** Material to process follows **

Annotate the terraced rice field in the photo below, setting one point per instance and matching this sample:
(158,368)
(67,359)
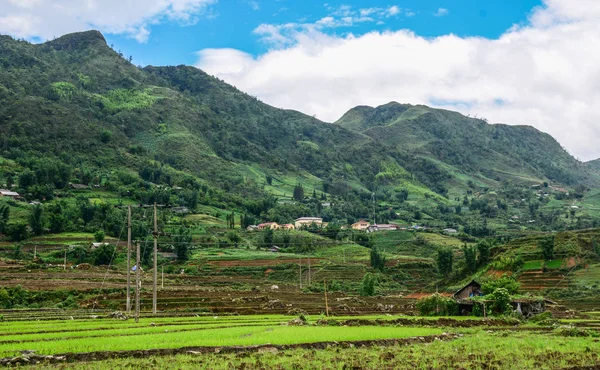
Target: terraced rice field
(278,341)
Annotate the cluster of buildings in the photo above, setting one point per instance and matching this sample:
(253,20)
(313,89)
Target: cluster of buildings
(299,223)
(9,194)
(303,222)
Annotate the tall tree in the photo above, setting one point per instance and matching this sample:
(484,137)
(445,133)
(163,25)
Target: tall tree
(444,261)
(298,192)
(547,247)
(36,221)
(181,243)
(470,253)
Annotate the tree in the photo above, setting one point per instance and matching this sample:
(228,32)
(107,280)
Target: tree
(17,231)
(268,238)
(103,255)
(99,236)
(36,221)
(547,247)
(368,286)
(377,260)
(181,243)
(298,192)
(231,220)
(105,136)
(4,215)
(505,282)
(444,261)
(470,253)
(484,253)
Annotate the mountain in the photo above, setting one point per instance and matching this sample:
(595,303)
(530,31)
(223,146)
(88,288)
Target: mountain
(59,99)
(469,149)
(75,110)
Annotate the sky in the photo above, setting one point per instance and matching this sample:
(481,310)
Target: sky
(522,62)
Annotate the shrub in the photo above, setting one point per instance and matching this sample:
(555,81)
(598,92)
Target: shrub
(437,305)
(506,282)
(499,302)
(377,260)
(99,236)
(368,285)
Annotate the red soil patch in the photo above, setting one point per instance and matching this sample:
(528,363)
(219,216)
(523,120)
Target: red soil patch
(423,295)
(258,263)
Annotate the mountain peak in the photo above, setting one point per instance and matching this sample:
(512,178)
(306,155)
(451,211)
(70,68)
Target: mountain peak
(78,40)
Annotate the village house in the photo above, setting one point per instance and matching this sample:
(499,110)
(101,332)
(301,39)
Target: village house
(78,186)
(526,306)
(361,225)
(381,227)
(268,225)
(9,194)
(307,221)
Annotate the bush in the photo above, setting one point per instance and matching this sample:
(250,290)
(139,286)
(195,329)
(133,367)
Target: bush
(499,302)
(437,305)
(99,236)
(368,285)
(506,282)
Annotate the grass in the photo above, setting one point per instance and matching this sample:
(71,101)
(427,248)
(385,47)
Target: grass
(477,350)
(158,337)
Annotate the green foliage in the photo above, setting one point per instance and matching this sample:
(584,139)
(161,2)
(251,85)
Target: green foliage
(499,302)
(368,285)
(64,90)
(4,217)
(127,99)
(17,231)
(444,261)
(99,236)
(546,246)
(298,192)
(105,136)
(268,238)
(377,259)
(182,243)
(36,221)
(483,248)
(103,255)
(506,282)
(437,305)
(470,253)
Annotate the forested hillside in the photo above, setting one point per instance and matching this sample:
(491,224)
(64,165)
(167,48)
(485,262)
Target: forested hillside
(463,145)
(75,111)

** End of Material to process **

Please transcribe all of the entries word for word, with the pictures left out.

# Finished task:
Annotate the terraced rice field in the photo below, setting one point per instance and matching this sample:
(158,368)
(67,359)
Target: terraced rice field
(278,341)
Annotate the cluster of buildings in the photo above, setting one point per instance and matching this sample:
(253,20)
(313,89)
Target: cluster of buildings
(299,223)
(9,194)
(303,222)
Annotate the tall tree in the photo above, setting one point per instance and matching this sample:
(484,137)
(445,133)
(163,25)
Target: tall tree
(444,261)
(298,192)
(547,247)
(36,221)
(181,243)
(470,253)
Annotate the tree in the photo above, setting one point per instance and matching this sample:
(228,32)
(107,280)
Target: tree
(17,231)
(268,238)
(103,255)
(99,236)
(36,221)
(547,247)
(368,286)
(377,260)
(181,243)
(298,192)
(231,220)
(105,136)
(4,215)
(505,282)
(444,261)
(470,253)
(484,253)
Annotate the mountain in the photo above, setting one point per instance and matching this sample:
(595,303)
(530,31)
(223,146)
(88,288)
Target: mountain
(59,99)
(469,149)
(75,110)
Annotate the sky in the photo above, setting one point per instance and matching this sample:
(481,310)
Target: sky
(522,62)
Annotate the shrub in the photo above, setting one point per instance and matching this sample:
(555,81)
(598,92)
Target: shrub
(437,305)
(506,282)
(499,302)
(377,260)
(99,236)
(368,285)
Annotate the red soil patch in the photo above, setting one point per instance and matching this sample:
(528,363)
(219,216)
(523,120)
Target: red soil patch
(423,295)
(258,263)
Annotate the mountain peak in the photo above, setting one point per instance and matching this sample:
(512,178)
(306,155)
(451,211)
(70,68)
Target: mountain peak
(78,40)
Annotate the village house in the photo above, setting one point per instance and matching this sample:
(499,110)
(101,332)
(301,39)
Target: village house
(78,186)
(526,306)
(361,225)
(381,227)
(268,225)
(9,194)
(307,221)
Annotate the bush in the photo above, setting one point per instance and matching this sample:
(250,290)
(139,286)
(195,329)
(133,367)
Target: bush
(499,302)
(437,305)
(99,236)
(368,285)
(506,282)
Annotate the grass in the photo above, setting one point per instance and matching this sample:
(71,101)
(427,248)
(385,47)
Target: grass
(477,350)
(158,337)
Annotate the green foliage in the photo above, setting one point per instance and matching this sample:
(584,139)
(161,2)
(251,85)
Target: green foliage
(499,302)
(368,285)
(64,90)
(4,217)
(127,99)
(17,231)
(444,261)
(99,236)
(546,246)
(298,192)
(105,136)
(268,238)
(377,259)
(182,243)
(36,221)
(483,248)
(103,255)
(506,282)
(437,305)
(470,253)
Annotate the forested hillside in the photo above, setting one point per instance and matching this sample:
(491,224)
(64,165)
(167,48)
(485,262)
Target: forested hillside
(463,145)
(75,111)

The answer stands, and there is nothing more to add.